Quote every one of the records below verbatim, omitting the pictures.
>> BEGIN
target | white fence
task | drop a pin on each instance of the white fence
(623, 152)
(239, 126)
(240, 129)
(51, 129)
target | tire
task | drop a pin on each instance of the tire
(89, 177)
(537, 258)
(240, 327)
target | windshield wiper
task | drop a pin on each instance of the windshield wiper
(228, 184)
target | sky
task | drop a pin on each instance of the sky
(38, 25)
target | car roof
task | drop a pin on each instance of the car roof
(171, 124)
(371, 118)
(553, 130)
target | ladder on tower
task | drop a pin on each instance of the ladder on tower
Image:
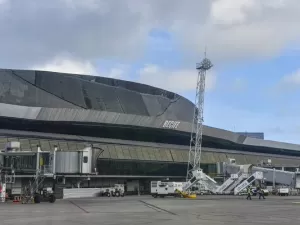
(30, 190)
(241, 178)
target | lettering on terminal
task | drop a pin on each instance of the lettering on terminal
(171, 124)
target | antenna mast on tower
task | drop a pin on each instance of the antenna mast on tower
(197, 126)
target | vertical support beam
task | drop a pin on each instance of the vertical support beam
(197, 124)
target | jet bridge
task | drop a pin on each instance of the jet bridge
(276, 176)
(247, 174)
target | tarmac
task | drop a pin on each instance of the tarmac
(132, 210)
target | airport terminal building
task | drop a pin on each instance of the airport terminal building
(141, 132)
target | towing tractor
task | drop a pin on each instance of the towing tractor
(116, 191)
(162, 188)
>> END
-- RESULT BELOW --
target | white fence
task | drop a pin on each instance of the white fence
(623, 152)
(239, 126)
(240, 129)
(51, 129)
target | tire
task | drop a pin on each instance of the tire
(89, 177)
(537, 258)
(240, 327)
target | windshield wiper
task | drop a pin on each instance of the windshield wiper
(228, 184)
target | sky
task | drop a pin on each instance of the sky
(38, 25)
target | car roof
task | drop a pin on each instance of the car roof
(171, 124)
(371, 118)
(553, 130)
target | ladder on tower
task | drop a pin on each instance of the ladder on tower
Image:
(30, 190)
(241, 178)
target | lettering on terminal
task | drop a pin on each instance of the lettering on terminal
(171, 124)
target | antenna mast on tower
task | drop a pin on each instance of the antenna mast on tower
(197, 126)
target | vertical support beam
task | drop a pin on each instance of the vertical support beam
(197, 124)
target | jet bridge
task | drop a pin on each instance of the jet bridge
(276, 176)
(247, 174)
target | tarmac
task | drop a pin on each instance of the tarmac
(132, 210)
target | airport terminal building
task | drop a pin on each instance of the airport terminal building
(141, 132)
target | towing tractor
task | drop a pin on each instance of the towing tractor
(116, 191)
(162, 188)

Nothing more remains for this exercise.